## Задания
- 1) Через сколько лет ласточки снова вернулись на ферму, согласно тексту о прогулке?
- 2) Перепишите из текста о прогулке слово в слово отрывок от слов "И вот мы отправляемся" до слов "или разбитое окно." включительно.

И вот мы отправляемся на прогулку по маршруту, который предлагаем и нашим посетителям. Наш путь лежит мимо ферм, причем многие из них и ныне принадлежат родовому гнезду Киднеров. Сначала ферма кузена Маркуса, прямо напротив нашей, а далее, у самой реки Бру — ферма дядушки Дена. На реке здесь и там стоят ворота шлюзов; если повезет, увидишь лебедей, а то и больших бакланов. С началом лета над рекою появляются ласточки — они проносятся, хватая насекомых, которых чем жарче, тем становится больше. Береговая грязь идет на постройку их гнезд, похожих на блюдца и расположенных, как правило, в человеческих жилищах, куда птицы залетают через открытую дверь или разбитое окно.

Несколько ласточкиных гнезд появилось и у нас на ферме. Только вот какая вышла оказия — однажды летом мухи особенно нещадно кусали коров за ноги, отчего они сделались очень нервными, а это затрудняло дойку. Дерек решил побрызгать коров специальным препаратом, дающим защиту от мух на целый месяц. Мы проводили эту операцию в течение трех месяцев, когда мухи особенно злые, и, представьте, помогло — коровы начали вести себя гораздо спокойнее. Но на следующий год ласточки не стали строить у нас гнезда. Мухи, которые так надоедали нашим коровам, служили им пищей; отпугнув их, мы, хотели того или нет, отпугнули и ласточек. Прошло еще целых шесть лет, прежде чем ласточки вернулись.

Отправляясь вечером вдоль реки приглядеть за пасущимся стадом, Дерек нередко наблюдает за летучими мышами, которые появляются над поверхностью воды, едва спустится мгла. Наступает их время — они носятся над рекой, хватая насекомых, а то и мелких рыбешек.

Пересекаем поле — и сворачиваем на старый проселок, почему-то именуемый Вули-Беггар-лейн, то есть улица Попрошайки Вули. Время от времени встречаются семейки длиннохвостых синиц, перепархивающих с куста на куст — сядут на миг и снова взлетят. Огибая по периметру расстилающиеся поля, проселок вливается в большую дорогу, которая, в свою очередь, пересекает автомагистраль. Хотя шоссе № 5 весьма портит пейзаж, но с моста, который специально построили для этой трассы, открывается прекрасный вид на земли Сомерсета.

Многие путешественники считают здешнюю местность малоинтересной и проскакивают ее, не замедлив хода. Но сверни с магистрали — и окунешься в медленную, размеренную жизнь, не менявшуюся много десятилетий, особенно на торфянистых землях. Здесь фермеры нередко доят коров прямо в полях, потому что фермы расположены слишком далеко и гонять коров туда и обратно просто лишено смысла. На тракторе привозят портативный подойник, бидоны для молока — и доят. В здешних торфяниках добывают торф, а земли, не используемые для хозяйственной деятельности, оставляют для диких зверей и птиц. Так, Природоохранный трест Сомерсета устроил заповедник Уэстхей — дикая фауна быстро обжила его и процветает. Там теперь встречаются даже выдры. Я уже упоминала об ивах — в здешних краях из них издавна плели корзины, это ремесло сохранилось и поныне.

## Данные с разметкой координат
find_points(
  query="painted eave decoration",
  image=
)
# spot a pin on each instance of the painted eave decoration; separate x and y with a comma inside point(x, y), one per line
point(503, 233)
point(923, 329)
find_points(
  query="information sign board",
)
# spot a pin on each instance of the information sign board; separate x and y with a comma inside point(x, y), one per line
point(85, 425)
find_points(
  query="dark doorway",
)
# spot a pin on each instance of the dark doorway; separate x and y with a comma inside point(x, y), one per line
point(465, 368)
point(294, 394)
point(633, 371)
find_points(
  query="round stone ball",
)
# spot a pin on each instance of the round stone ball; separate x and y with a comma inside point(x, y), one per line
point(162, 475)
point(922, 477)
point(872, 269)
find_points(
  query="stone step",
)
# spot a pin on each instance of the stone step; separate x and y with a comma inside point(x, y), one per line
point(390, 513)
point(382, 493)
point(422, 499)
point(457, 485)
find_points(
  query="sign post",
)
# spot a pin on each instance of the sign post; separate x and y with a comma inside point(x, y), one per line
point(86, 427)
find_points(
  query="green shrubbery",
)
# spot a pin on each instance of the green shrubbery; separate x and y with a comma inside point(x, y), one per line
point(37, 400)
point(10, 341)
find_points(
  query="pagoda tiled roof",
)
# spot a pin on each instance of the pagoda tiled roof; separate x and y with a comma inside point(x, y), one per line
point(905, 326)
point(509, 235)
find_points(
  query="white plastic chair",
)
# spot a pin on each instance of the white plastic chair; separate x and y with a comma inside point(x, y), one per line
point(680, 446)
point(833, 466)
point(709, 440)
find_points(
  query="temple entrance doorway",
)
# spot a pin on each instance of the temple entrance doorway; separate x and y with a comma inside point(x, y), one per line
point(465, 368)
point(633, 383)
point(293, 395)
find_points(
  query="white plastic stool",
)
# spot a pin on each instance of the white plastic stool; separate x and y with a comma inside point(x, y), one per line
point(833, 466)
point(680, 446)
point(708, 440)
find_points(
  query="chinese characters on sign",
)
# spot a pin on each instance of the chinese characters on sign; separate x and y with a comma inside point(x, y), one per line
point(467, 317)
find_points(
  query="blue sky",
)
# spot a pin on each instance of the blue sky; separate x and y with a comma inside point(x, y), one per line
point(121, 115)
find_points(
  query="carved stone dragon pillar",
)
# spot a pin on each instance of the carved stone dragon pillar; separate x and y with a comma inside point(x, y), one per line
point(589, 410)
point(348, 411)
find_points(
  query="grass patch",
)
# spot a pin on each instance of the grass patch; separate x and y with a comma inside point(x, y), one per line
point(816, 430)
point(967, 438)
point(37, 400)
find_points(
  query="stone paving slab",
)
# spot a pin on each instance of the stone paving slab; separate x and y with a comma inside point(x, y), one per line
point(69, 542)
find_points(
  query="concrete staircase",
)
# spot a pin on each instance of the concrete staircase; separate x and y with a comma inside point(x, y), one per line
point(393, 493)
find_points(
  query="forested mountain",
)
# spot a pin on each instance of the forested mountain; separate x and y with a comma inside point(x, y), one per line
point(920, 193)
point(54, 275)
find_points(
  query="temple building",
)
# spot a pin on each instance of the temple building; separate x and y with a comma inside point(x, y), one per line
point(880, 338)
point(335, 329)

## Ответы
- 1) Через шесть лет.

- 2)
И вот мы отправляемся на прогулку по маршруту, который предлагаем и нашим посетителям. Наш путь лежит мимо ферм, причем многие из них и ныне принадлежат родовому гнезду Киднеров. Сначала ферма кузена Маркуса, прямо напротив нашей, а далее, у самой реки Бру — ферма дядушки Дена. На реке здесь и там стоят ворота шлюзов; если повезет, увидишь лебедей, а то и больших бакланов. С началом лета над рекою появляются ласточки — они проносятся, хватая насекомых, которых чем жарче, тем становится больше. Береговая грязь идет на постройку их гнезд, похожих на блюдца и расположенных, как правило, в человеческих жилищах, куда птицы залетают через открытую дверь или разбитое окно.